> _Problem to solve_
Go through the entries below and retype them exactly, omitting each picture.
── Data entries
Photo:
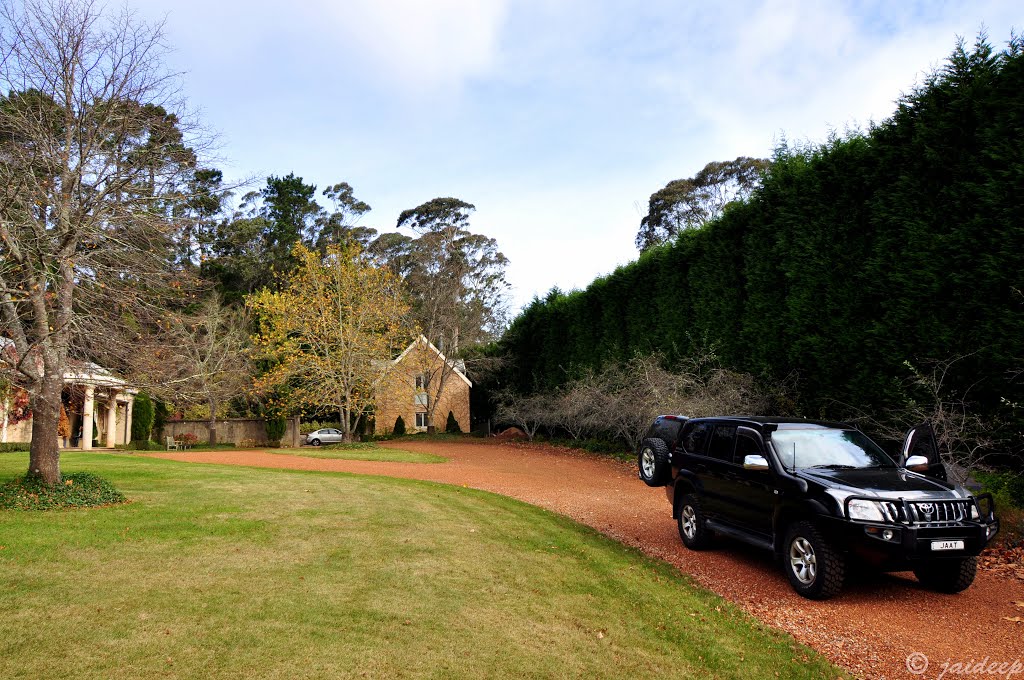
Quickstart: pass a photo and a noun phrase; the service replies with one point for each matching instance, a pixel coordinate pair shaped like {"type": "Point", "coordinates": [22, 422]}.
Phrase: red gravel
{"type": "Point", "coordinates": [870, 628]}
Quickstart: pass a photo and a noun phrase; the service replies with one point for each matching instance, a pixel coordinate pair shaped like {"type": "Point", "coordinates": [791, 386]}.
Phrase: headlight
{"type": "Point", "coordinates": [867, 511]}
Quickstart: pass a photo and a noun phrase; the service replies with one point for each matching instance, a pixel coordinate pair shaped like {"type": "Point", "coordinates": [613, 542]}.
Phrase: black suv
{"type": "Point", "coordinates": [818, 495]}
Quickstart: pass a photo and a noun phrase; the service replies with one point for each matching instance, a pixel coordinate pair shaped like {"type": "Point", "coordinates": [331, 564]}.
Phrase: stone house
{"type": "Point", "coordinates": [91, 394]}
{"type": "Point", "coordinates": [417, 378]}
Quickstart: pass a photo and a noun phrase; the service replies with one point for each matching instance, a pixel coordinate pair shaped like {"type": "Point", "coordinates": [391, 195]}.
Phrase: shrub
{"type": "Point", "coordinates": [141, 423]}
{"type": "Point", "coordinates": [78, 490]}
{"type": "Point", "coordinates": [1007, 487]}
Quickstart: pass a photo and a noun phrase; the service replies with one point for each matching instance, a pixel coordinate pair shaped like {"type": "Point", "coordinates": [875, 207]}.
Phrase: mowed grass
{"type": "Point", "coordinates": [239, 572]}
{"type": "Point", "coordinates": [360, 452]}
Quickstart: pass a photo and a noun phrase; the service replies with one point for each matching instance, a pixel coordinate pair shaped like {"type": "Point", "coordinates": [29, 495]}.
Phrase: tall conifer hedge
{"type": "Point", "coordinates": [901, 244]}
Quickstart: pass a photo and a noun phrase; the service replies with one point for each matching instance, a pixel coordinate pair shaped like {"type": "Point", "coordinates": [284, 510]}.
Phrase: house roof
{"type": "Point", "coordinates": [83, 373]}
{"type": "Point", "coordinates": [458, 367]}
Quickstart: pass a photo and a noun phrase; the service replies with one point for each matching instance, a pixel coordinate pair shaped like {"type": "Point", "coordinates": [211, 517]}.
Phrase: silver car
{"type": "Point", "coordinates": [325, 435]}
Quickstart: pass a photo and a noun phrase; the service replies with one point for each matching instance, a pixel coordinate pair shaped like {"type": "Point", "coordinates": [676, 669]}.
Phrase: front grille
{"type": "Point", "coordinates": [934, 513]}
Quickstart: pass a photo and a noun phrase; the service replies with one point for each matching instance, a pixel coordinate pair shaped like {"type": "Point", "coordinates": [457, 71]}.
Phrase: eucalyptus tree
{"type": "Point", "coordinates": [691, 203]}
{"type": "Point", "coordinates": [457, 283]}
────
> _Final result_
Photo:
Quickstart: pass a photo and a noun phrase; the service replies with one point for each matching instance, a pixel coordinate pair shaped like {"type": "Point", "coordinates": [22, 422]}.
Phrase: red gravel
{"type": "Point", "coordinates": [870, 628]}
Quickstart: pass a photo and a noun phrase; the service replies with one point for each matching instance, a pixel coordinate pair shaped like {"type": "Point", "coordinates": [791, 386]}.
Phrase: headlight
{"type": "Point", "coordinates": [867, 511]}
Quickstart: pass a photo and a noun phrase; the service replies with one point for each matching instance, a pixel coordinate pair shaped like {"type": "Point", "coordinates": [613, 542]}.
Phrase: black suv
{"type": "Point", "coordinates": [818, 495]}
Quickstart: pass a photo and a noun phrase; the service replies with one point for each matching instance, a pixel coordinate pair shaped like {"type": "Point", "coordinates": [331, 564]}.
Phrase: stone house
{"type": "Point", "coordinates": [91, 394]}
{"type": "Point", "coordinates": [417, 378]}
Quickstart: pass a photo and a noun phrase; the service replies with one point for each matching instance, a pixel coordinate pair shaped like {"type": "Point", "coordinates": [391, 195]}.
Phrase: shrub
{"type": "Point", "coordinates": [141, 423]}
{"type": "Point", "coordinates": [78, 490]}
{"type": "Point", "coordinates": [1007, 487]}
Quickstart: pass a photo and a noun phrase; the service replies with one point for each matching instance, a pixel coordinate pair shaped like {"type": "Point", "coordinates": [875, 207]}.
Phrase: mowed grass
{"type": "Point", "coordinates": [239, 572]}
{"type": "Point", "coordinates": [360, 452]}
Quickstart: pass a photo and a noun phrase; the service replies with one point for each matching instance, a pixel coordinate pair shaped like {"type": "Point", "coordinates": [29, 495]}.
Phrase: tall conifer hedge
{"type": "Point", "coordinates": [901, 244]}
Quickstart: pass a photo and a noun phrase; the service replies with one point for each matching instance, a pixel coordinate pair shaped like {"type": "Point", "coordinates": [284, 510]}.
Phrase: house roof
{"type": "Point", "coordinates": [83, 373]}
{"type": "Point", "coordinates": [458, 367]}
Quickstart: pass a photo and a noun phrase; the service replies with one point for each matching instance, a pixel coordinate pair shaped like {"type": "Point", "coordinates": [211, 517]}.
Phrase: silver car
{"type": "Point", "coordinates": [325, 435]}
Quickstart: pass a photo and a noun phrase; the service replies with one point for each matching instance, a pixel coordinate pair shaped like {"type": "Point", "coordinates": [676, 669]}.
Phrase: front grille
{"type": "Point", "coordinates": [934, 513]}
Quickstart: pass a photo and a noun phrase; the service replies with one point for each matching instance, a pixel coordinate pair shaped like {"type": "Point", "coordinates": [457, 71]}.
Phrase: eucalyptus tree
{"type": "Point", "coordinates": [691, 203]}
{"type": "Point", "coordinates": [457, 283]}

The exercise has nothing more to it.